◆ YOUR INSTRUCTIONS
Report only the number of lines that contain the string "droplet" in the records below.

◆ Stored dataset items
■ ■ ■ ■ ■ ■ ■
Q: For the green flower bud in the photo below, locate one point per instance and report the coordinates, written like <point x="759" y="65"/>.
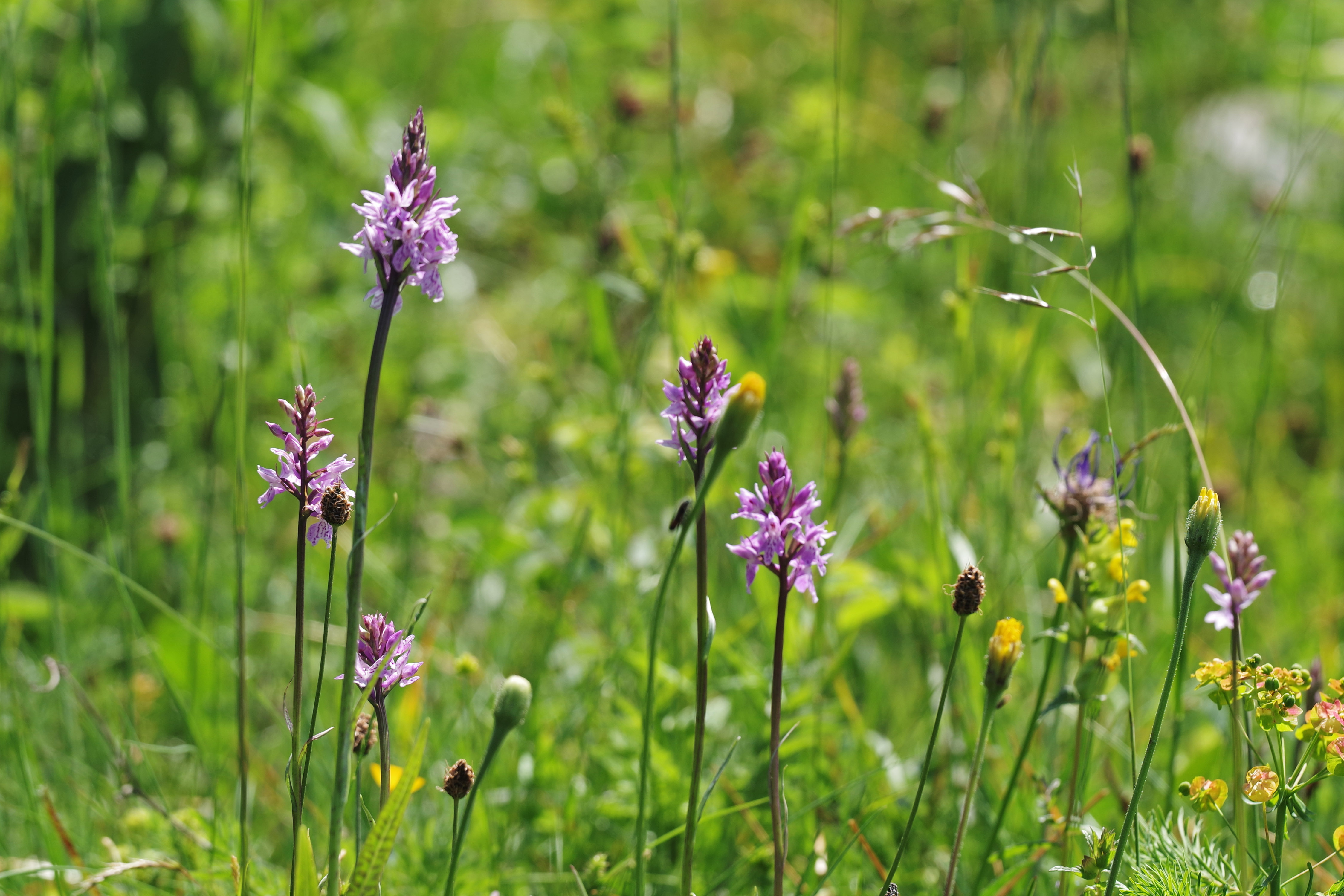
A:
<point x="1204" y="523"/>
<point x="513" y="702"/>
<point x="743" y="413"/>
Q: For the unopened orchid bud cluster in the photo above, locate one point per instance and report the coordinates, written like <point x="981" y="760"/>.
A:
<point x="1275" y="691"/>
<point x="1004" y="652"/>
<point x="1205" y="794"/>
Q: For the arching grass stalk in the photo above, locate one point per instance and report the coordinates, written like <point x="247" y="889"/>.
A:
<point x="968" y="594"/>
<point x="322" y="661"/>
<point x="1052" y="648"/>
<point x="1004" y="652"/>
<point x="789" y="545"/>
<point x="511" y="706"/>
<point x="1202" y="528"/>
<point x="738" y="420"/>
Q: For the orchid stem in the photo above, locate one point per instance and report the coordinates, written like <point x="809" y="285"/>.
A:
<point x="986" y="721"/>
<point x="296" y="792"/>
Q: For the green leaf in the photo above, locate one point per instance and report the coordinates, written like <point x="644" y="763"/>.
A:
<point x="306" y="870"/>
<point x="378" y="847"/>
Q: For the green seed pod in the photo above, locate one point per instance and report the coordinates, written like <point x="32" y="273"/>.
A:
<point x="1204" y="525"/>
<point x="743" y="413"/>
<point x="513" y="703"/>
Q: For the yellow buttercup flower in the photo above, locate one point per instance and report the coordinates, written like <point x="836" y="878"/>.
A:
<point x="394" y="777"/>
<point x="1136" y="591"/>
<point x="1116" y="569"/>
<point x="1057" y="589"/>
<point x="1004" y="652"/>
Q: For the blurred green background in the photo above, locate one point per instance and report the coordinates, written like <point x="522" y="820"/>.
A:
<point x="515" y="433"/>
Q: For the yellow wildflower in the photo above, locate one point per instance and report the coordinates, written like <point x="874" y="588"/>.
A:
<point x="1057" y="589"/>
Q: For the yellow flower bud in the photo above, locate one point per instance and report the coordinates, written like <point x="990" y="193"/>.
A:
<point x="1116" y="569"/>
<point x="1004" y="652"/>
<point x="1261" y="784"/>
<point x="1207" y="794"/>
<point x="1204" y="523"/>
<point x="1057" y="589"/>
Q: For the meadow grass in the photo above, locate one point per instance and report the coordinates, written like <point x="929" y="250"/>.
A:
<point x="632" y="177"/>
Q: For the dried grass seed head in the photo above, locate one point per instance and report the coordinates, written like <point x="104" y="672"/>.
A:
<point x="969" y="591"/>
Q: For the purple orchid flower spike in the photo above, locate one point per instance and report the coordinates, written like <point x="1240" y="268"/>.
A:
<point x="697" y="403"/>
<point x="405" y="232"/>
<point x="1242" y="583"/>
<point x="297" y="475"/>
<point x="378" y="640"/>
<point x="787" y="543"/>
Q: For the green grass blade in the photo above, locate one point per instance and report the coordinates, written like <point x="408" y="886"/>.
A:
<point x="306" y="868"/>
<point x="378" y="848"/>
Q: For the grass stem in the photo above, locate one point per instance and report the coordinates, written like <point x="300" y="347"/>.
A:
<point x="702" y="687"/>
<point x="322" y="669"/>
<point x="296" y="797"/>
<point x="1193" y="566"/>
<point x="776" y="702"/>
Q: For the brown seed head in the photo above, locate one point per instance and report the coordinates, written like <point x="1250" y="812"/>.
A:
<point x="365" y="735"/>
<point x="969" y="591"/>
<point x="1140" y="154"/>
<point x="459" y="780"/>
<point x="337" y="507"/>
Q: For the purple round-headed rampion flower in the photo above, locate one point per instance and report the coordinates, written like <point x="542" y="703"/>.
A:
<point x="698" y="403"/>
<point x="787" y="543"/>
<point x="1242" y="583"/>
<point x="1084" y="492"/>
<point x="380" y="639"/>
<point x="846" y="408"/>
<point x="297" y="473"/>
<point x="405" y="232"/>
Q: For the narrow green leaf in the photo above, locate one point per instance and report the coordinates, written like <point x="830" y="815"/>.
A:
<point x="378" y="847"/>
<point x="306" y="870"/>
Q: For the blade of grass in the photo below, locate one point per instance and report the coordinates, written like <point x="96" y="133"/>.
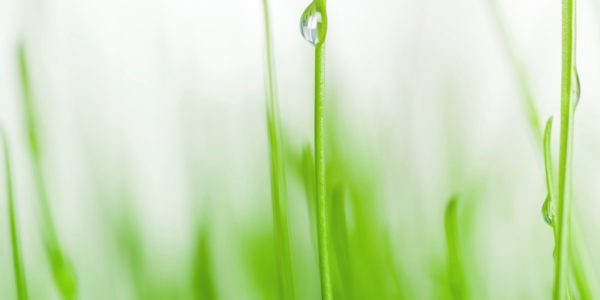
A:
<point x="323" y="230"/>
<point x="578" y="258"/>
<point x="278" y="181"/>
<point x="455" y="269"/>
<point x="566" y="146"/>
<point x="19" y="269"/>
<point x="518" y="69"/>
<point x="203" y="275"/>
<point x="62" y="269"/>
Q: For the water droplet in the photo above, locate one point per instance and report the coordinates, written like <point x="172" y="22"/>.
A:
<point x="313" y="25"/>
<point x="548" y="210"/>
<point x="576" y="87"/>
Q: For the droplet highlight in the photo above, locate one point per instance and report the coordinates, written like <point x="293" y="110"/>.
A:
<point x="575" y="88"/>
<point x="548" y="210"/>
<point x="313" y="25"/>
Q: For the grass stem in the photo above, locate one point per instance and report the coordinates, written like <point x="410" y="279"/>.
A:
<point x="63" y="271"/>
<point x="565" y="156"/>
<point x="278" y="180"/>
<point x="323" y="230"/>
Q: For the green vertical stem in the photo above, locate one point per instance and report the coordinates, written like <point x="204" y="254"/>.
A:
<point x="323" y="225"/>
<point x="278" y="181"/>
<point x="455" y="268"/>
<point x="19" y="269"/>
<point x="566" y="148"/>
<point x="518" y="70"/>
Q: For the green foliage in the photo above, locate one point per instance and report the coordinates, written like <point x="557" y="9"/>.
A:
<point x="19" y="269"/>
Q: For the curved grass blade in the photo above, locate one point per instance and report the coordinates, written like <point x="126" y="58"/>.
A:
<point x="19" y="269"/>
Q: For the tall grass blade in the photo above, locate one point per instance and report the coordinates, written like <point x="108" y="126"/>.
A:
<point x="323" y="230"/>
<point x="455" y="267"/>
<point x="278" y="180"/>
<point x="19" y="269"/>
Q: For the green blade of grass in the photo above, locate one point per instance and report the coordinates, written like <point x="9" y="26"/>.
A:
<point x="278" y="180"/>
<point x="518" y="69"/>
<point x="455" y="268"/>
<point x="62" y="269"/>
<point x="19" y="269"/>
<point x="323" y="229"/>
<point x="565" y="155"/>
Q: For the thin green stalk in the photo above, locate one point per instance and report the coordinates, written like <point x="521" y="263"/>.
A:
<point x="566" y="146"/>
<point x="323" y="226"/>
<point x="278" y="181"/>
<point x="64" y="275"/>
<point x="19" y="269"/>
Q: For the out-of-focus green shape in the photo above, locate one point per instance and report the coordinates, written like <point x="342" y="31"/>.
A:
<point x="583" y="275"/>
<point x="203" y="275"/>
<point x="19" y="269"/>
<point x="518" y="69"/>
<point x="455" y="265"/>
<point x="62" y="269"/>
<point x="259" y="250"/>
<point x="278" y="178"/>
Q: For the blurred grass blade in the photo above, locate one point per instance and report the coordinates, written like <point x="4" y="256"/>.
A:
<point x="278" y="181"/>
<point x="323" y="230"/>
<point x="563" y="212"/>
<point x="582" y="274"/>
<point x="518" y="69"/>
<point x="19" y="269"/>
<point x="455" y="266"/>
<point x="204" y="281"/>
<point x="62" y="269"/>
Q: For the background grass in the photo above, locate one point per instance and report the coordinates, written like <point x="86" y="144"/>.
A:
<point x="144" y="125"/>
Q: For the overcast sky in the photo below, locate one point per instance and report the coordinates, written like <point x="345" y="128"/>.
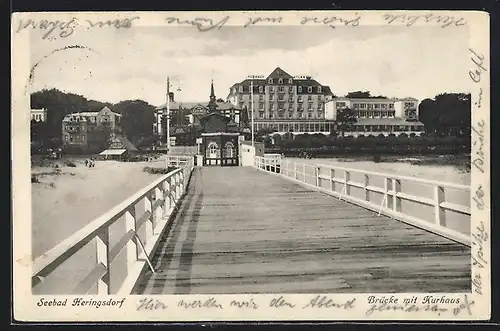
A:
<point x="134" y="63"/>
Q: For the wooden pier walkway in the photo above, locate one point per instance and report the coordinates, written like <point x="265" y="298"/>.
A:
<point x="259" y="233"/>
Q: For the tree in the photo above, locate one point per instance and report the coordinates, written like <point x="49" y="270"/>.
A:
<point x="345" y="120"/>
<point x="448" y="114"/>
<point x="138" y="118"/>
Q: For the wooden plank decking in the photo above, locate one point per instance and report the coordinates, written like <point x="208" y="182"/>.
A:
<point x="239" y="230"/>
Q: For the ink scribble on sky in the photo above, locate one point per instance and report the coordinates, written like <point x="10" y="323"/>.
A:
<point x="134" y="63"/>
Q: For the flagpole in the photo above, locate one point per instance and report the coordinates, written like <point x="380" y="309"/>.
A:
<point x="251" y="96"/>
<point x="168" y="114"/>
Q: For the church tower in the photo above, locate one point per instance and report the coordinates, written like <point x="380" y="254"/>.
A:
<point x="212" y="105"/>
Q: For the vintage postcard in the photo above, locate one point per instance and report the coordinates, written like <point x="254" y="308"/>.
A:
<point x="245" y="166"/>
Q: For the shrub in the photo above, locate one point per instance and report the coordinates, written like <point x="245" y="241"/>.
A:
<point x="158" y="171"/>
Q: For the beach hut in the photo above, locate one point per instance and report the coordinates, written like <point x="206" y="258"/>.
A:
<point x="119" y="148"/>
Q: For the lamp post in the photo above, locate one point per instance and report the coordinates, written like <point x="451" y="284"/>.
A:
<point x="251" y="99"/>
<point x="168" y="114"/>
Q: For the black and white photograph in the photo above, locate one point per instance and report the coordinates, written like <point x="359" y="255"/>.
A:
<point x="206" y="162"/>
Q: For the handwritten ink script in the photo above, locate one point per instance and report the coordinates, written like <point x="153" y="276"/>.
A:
■ ■ ■ ■ ■ ■ ■
◆ SOLUTION TO THIS EXERCISE
2